> GIVEN TASK
Filter the listing below down to every line that contains the string "ruin", and copy those lines. Letter case matters.

-- begin DATA RECORDS --

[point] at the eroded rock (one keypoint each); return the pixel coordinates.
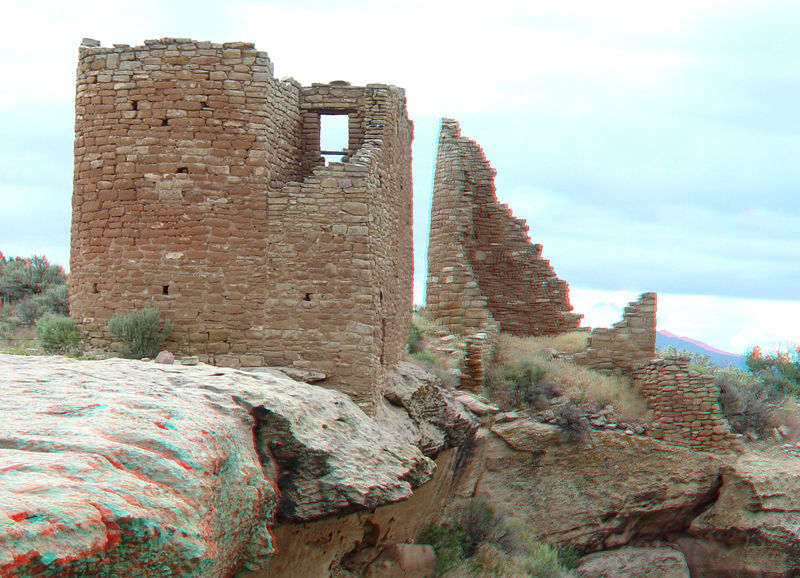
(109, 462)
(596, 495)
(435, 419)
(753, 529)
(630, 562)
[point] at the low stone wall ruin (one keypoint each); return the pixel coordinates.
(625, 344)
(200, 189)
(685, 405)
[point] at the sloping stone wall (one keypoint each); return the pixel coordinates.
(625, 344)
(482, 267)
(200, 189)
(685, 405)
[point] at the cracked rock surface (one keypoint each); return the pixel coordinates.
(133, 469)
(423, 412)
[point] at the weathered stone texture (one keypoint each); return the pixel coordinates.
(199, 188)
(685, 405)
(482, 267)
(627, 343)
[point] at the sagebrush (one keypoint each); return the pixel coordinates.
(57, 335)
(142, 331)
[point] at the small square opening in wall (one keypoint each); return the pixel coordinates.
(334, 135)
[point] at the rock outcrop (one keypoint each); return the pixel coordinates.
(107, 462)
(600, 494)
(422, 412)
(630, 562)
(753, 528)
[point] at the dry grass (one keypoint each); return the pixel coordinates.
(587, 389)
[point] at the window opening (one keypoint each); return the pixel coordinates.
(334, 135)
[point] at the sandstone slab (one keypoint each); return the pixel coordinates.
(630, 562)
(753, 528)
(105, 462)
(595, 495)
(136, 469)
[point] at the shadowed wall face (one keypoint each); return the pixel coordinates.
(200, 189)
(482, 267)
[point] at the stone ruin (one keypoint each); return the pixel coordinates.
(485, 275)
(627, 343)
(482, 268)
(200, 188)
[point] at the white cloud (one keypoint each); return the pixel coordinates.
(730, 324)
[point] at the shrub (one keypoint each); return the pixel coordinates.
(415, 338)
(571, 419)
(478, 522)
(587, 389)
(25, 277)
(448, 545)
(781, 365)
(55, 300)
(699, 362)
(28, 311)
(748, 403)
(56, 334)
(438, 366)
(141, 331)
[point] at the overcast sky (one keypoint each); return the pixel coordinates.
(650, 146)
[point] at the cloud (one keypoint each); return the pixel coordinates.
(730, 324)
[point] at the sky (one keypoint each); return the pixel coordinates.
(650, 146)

-- end DATA RECORDS --
-- begin DATA RECORDS --

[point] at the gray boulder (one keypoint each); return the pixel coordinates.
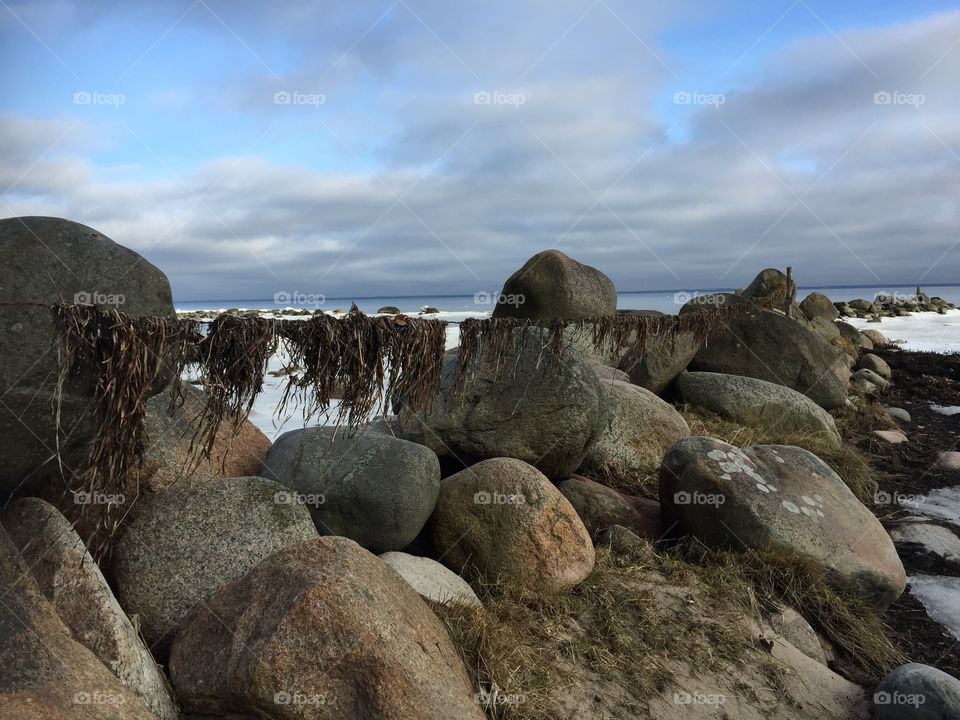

-- end DATA RECORDS --

> OUTPUT OF THE EXERCISE
[point] at the low stone wall ruin (one keypoint each); return the pixel coordinates.
[point] at the stone ruin (one keypoint each); return the pixel coordinates.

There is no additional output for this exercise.